PROBLEMS TO SOLVE:
1. Answer these questions using the forum thread about the Tropica 50th anniversary book below.
(a) According to Tim Harrison, what does the cat get everywhere?
(b) Which poster says Tim shrunk a little?
(c) Where does Ed Wiser want to be able to get the book?
2. Write out the part of the forum thread about the Tropica book below, from "# Tropica 50th" up to and including "Rea (25 Jun 2020)", with no changes.

# Tropica 50th Anniversary Book



## Siege (25 Jun 2020)

The book is out and features a photo by some bloke called @Tim Harrison 👍😃


----------



## Geoffrey Rea (25 Jun 2020)

Congrats @Tim Harrison


----------



## Siege (25 Jun 2020)

Stroke of genius photoshopping the cat in there! 😂


----------



## Witcher (25 Jun 2020)

Siege said:


> Stroke of genius photoshopping the cat in there! 😂


The cat is the key to success with planted tank!


----------



## Tim Harrison (25 Jun 2020)

Thanks for sharing Steve 


Siege said:


> Stroke of genius photoshopping the cat in there! 😂


Haha, I wish...no photoshopping required. He gets water everywhere and if it's been wet outside mud as well 


Geoffrey Rea said:


> Congrats @Tim Harrison


Thanks Geoffrey


----------



## Siege (25 Jun 2020)

Tim Harrison said:


> Thanks for sharing Steve
> 
> Haha, I wish...no photoshopping required



It is a really cool photo in a lovely book!


----------



## Tim Harrison (25 Jun 2020)

Thanks, I haven't got my copy yet 🥺


----------



## LondonDragon (25 Jun 2020)

You shrunk a little Tim!! congrats on the photo looking forward to seeing the book also


----------



## Tim Harrison (26 Jun 2020)

Thanks Paulo


----------



## Ed Wiser (26 Jun 2020)

Congrats the cat looks Thirsty
Now to be able to get the book here in the US.


----------



## Tim Harrison (26 Jun 2020)

Thanks Ed


----------

GIVEN MATERIAL:
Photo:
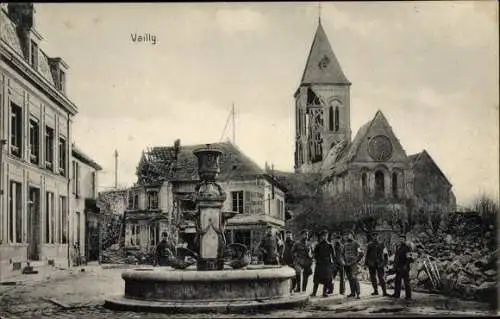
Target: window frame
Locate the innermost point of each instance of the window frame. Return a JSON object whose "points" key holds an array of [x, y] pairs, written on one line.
{"points": [[49, 148], [34, 140], [240, 201], [16, 130], [62, 146]]}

SOLUTIONS TO THE TASKS:
1.
(a) Water, and also mud if it's been wet outside.
(b) LondonDragon.
(c) In the US.

2.
# Tropica 50th Anniversary Book



## Siege (25 Jun 2020)

The book is out and features a photo by some bloke called @Tim Harrison 👍😃


----------



## Geoffrey Rea (25 Jun 2020)